#### [Goal]
All records must be quoted exactly. Omit the pictures.

#### [Records to process]
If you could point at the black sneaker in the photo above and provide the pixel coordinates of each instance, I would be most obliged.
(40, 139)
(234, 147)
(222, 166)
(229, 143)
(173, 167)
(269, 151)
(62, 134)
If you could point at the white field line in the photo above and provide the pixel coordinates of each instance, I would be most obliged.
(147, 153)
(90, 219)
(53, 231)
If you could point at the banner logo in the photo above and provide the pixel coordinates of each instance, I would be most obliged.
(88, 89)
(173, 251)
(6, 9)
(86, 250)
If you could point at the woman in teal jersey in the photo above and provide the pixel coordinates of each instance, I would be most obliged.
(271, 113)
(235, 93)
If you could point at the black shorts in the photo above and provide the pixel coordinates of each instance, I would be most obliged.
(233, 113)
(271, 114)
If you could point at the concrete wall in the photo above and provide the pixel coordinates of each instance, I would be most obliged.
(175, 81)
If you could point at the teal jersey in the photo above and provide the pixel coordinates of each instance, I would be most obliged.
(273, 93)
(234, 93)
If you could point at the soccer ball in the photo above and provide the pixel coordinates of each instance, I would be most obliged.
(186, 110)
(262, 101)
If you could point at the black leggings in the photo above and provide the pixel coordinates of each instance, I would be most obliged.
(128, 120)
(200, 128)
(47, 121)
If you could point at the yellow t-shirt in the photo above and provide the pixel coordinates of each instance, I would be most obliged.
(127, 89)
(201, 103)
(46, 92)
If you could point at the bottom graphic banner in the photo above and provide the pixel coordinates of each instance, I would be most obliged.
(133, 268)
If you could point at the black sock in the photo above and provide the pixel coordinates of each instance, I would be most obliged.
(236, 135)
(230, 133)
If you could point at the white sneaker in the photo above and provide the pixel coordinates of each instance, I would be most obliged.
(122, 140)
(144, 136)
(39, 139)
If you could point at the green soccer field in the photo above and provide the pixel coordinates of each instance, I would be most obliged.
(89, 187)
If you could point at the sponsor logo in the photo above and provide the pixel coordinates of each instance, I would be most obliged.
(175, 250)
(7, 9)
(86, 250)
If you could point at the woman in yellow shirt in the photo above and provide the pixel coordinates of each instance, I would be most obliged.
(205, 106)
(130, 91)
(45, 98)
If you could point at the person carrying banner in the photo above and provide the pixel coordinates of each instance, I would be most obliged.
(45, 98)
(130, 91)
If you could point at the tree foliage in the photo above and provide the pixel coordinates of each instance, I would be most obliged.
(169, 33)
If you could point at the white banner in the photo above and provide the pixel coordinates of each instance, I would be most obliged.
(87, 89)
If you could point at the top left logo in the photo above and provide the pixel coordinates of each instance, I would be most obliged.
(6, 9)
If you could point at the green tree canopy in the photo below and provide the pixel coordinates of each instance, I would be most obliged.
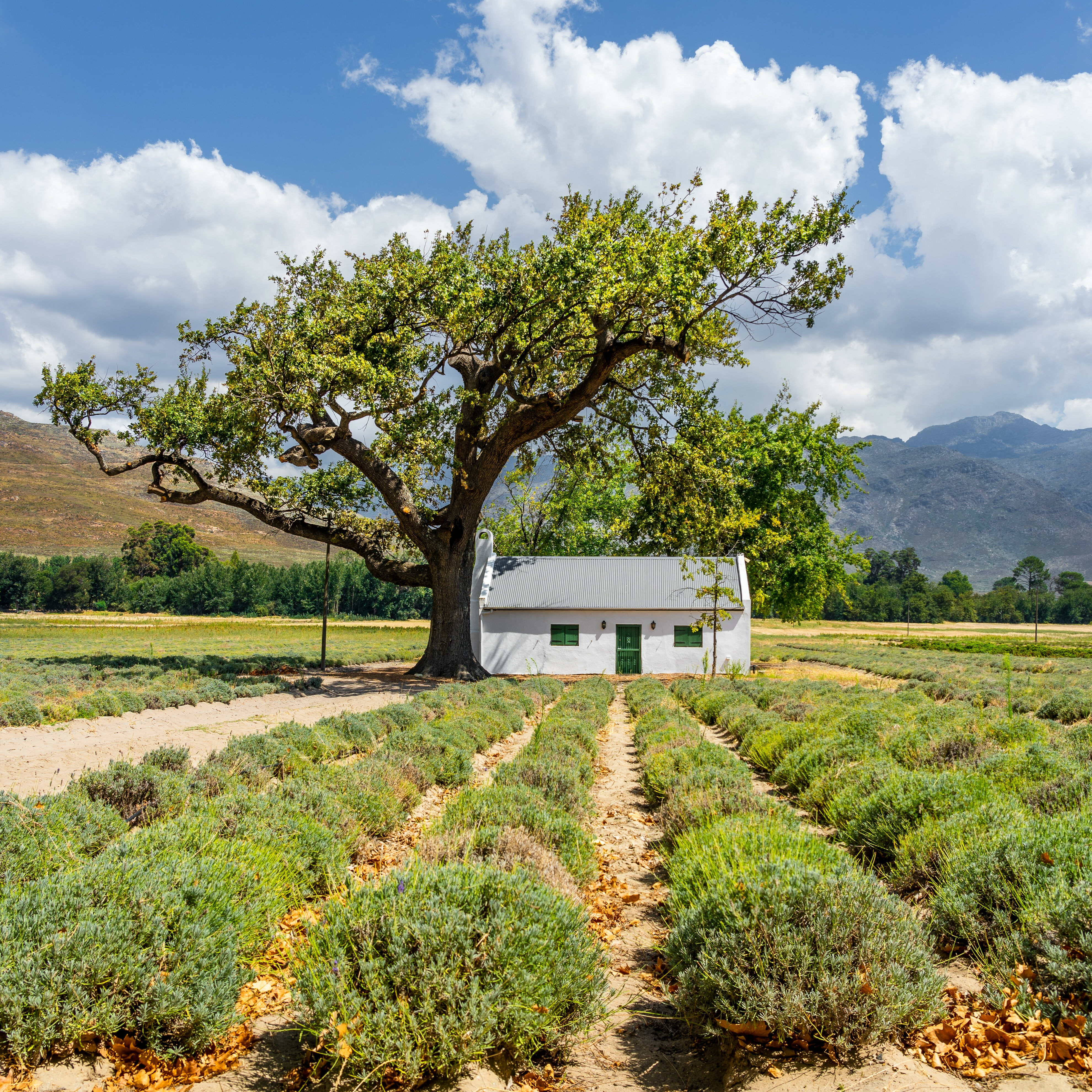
(727, 484)
(1068, 583)
(162, 550)
(1032, 575)
(958, 583)
(404, 386)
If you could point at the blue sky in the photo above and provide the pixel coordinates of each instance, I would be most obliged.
(263, 82)
(973, 171)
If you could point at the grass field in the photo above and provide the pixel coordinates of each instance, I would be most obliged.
(62, 668)
(88, 638)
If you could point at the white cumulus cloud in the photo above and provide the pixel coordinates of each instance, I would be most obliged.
(108, 258)
(534, 108)
(973, 290)
(973, 284)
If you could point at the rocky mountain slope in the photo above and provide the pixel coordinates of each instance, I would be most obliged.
(54, 500)
(978, 495)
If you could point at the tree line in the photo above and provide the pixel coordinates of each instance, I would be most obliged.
(163, 568)
(891, 589)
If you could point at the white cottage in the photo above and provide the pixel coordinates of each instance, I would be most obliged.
(587, 615)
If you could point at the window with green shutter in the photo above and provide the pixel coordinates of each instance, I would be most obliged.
(565, 635)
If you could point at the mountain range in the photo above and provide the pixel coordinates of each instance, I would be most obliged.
(979, 495)
(54, 500)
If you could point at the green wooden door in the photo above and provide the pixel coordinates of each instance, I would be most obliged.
(628, 650)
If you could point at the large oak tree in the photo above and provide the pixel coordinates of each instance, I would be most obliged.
(408, 385)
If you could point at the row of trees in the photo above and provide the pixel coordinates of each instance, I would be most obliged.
(165, 575)
(403, 384)
(893, 589)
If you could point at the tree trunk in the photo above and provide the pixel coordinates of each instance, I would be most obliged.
(449, 653)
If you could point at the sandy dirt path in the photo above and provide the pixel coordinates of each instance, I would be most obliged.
(642, 1044)
(44, 759)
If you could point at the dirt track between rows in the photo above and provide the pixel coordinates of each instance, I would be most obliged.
(44, 759)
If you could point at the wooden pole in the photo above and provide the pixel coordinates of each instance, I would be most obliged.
(326, 605)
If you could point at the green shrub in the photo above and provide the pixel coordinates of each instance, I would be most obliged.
(440, 967)
(707, 795)
(783, 943)
(738, 846)
(879, 821)
(20, 711)
(1068, 707)
(498, 806)
(559, 768)
(645, 694)
(130, 701)
(125, 943)
(140, 794)
(370, 798)
(215, 691)
(666, 767)
(257, 759)
(443, 756)
(46, 835)
(321, 743)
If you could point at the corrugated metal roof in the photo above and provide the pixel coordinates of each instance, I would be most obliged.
(594, 584)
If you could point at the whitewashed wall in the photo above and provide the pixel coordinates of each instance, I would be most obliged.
(511, 640)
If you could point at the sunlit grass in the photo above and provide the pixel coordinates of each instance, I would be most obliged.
(68, 637)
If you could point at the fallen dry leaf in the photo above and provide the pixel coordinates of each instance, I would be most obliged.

#### [Problem solution]
If you could point at the black sneaker in the photo above and provide the pixel coordinates of each instance, I would be most obliged.
(40, 139)
(234, 147)
(222, 166)
(229, 143)
(173, 167)
(269, 151)
(62, 134)
If you could point at the white field line in the photo above and provide the pixel coordinates of each instance, I would be most obliged.
(147, 153)
(90, 219)
(53, 231)
If you could point at the banner logo in the photo above and provide the pixel coordinates of each instance, I would be most obliged.
(88, 89)
(173, 251)
(6, 9)
(86, 250)
If you could point at the woman in teal jersey in the photo above and provide the pixel coordinates of each instance, I would be most obliged.
(271, 113)
(235, 93)
If you could point at the black shorts in the photo above and provide the pixel coordinates of each instance, I would be most obliged.
(233, 113)
(271, 114)
If you could point at the concrete wall in the photo above and provide the pixel coordinates of each instance, I would be most obliged.
(175, 81)
If you could point at the teal jersey in the photo above and provide the pixel coordinates of each instance, I would be most obliged.
(273, 93)
(234, 93)
If you could point at the soccer ball in the photo above and provide the pixel coordinates of each instance, I would be most obliged.
(186, 110)
(262, 101)
If you could point at the black leggings in the photo above and provide the pixel coordinates of each instance, I would be most obliged.
(128, 120)
(200, 128)
(47, 121)
If you could point at the yellow t-shirt in the photo above and provide the pixel coordinates of each instance, I would be most obliged.
(127, 89)
(201, 103)
(46, 92)
If you could point at the bottom graphic banner in the photo above and provide the pixel coordinates of each instance, I would be most obliged.
(133, 268)
If you could point at the black sock in the photo above and provide the pixel coordinates of each instance, I would be most obliged.
(236, 135)
(230, 133)
If you could point at the white sneaker in the photo above and provide the pixel coordinates of each instance, I would be most obliged.
(122, 140)
(144, 136)
(39, 139)
If you could point at the green soccer field in the photo above and provide the pixel coordinates of each instance, I would be most obliged.
(89, 187)
If you could point at the sponsor logo in the photo above and provide the pixel coordinates of each instance, I would be most obliged.
(175, 250)
(7, 9)
(86, 250)
If you could point at the woman in yellow shirt in the photo above and provide the pixel coordinates of each instance, I would be most obliged.
(205, 106)
(130, 91)
(45, 98)
If you could point at the person carrying banner in the photo above and provide the pixel coordinates of each instance, I would be most obliged.
(45, 98)
(130, 91)
If you could point at the tree foliage in the photo above and provide the pixel coordinates of each instance, I would be most obliged.
(169, 33)
If you could point at the white banner in the photo above and provide the pixel coordinates of each instance, I would be most obliged.
(87, 89)
If you could point at the top left logo in the photo above and provide the pixel coordinates of each instance, I would be most obliged.
(6, 9)
If you could point at the green tree canopy in the photo below and provide the pixel coordinates of each instance, I would be most obliged.
(727, 484)
(1068, 583)
(162, 550)
(1032, 575)
(958, 583)
(404, 386)
If you could point at the blue sky in the photo above and provide the pixel coordinates of each instance, I would be most obliged.
(263, 82)
(973, 171)
If you could point at the grass field in the photo above and provide the pixel coordinates of each instance, I would be most obliged.
(62, 668)
(88, 638)
If you could point at the white cumulus cloud in the photo above and provide the pixel coordinates of each instance, I would be most obliged.
(108, 258)
(534, 108)
(973, 290)
(973, 284)
If you could point at the rocky mountain slope in the photo above and provide the pixel coordinates of each instance, I would be most obliged.
(54, 500)
(978, 495)
If you could point at the tree line in the photo above and provide the pixel coordinates of each instance, I would be most obliged.
(163, 568)
(891, 589)
If you could point at the white cottage in the photo above and provide the pixel coordinates of each instance, I would be most obliged.
(587, 615)
If you could point at the window with green shutter in the photo above and provide the pixel coordinates of each instance, I would be most obliged.
(565, 635)
If you could point at the mountain range in the photo above and provide the pixel coordinates of each instance, I would be most obliged.
(979, 495)
(54, 500)
If you could point at the green wooden door in the photo above and provide the pixel coordinates of each instance, I would be most obliged.
(628, 650)
If you could point at the large oak tree in the photo above and provide the pixel coordinates of each instance, I would be most obliged.
(408, 385)
If you could point at the row of trees in the photo above and provide the pixel coordinates of each instance, I would be most obliged.
(165, 575)
(403, 384)
(893, 589)
If you could point at the tree trunk in the photo above and provide the pixel coordinates of each instance, I would be most obliged.
(449, 653)
If you could point at the sandy dirt path in the photo above and provide the pixel coordinates of each instance, I would be most obliged.
(642, 1044)
(44, 759)
If you could point at the dirt track between rows in the photo above and provide the pixel coordinates of each instance, I would be most obliged.
(44, 759)
If you could point at the wooden pole in the photo above and provide the pixel coordinates of each instance, I would be most obliged.
(326, 605)
If you could point at the green shrub in the photo above and provide the pixel coordinates of each instance, I would be most obliged.
(440, 967)
(707, 795)
(783, 943)
(738, 846)
(879, 821)
(20, 711)
(1068, 707)
(498, 806)
(559, 768)
(645, 694)
(130, 701)
(125, 943)
(140, 794)
(370, 798)
(215, 691)
(666, 767)
(257, 759)
(443, 756)
(46, 835)
(321, 743)
If you could point at the corrugated metal roof in the photo above and provide the pixel coordinates of each instance, I would be most obliged.
(594, 584)
If you could point at the whitewashed wall in the photo above and provide the pixel coordinates of each instance, I would be most obliged.
(511, 640)
If you could point at the sunlit grass in the photo above and provide the pixel coordinates of each instance, I would be most obliged.
(68, 637)
If you could point at the fallen dry leaf in the photo above and provide the pixel coordinates of each instance, I would be most obliged.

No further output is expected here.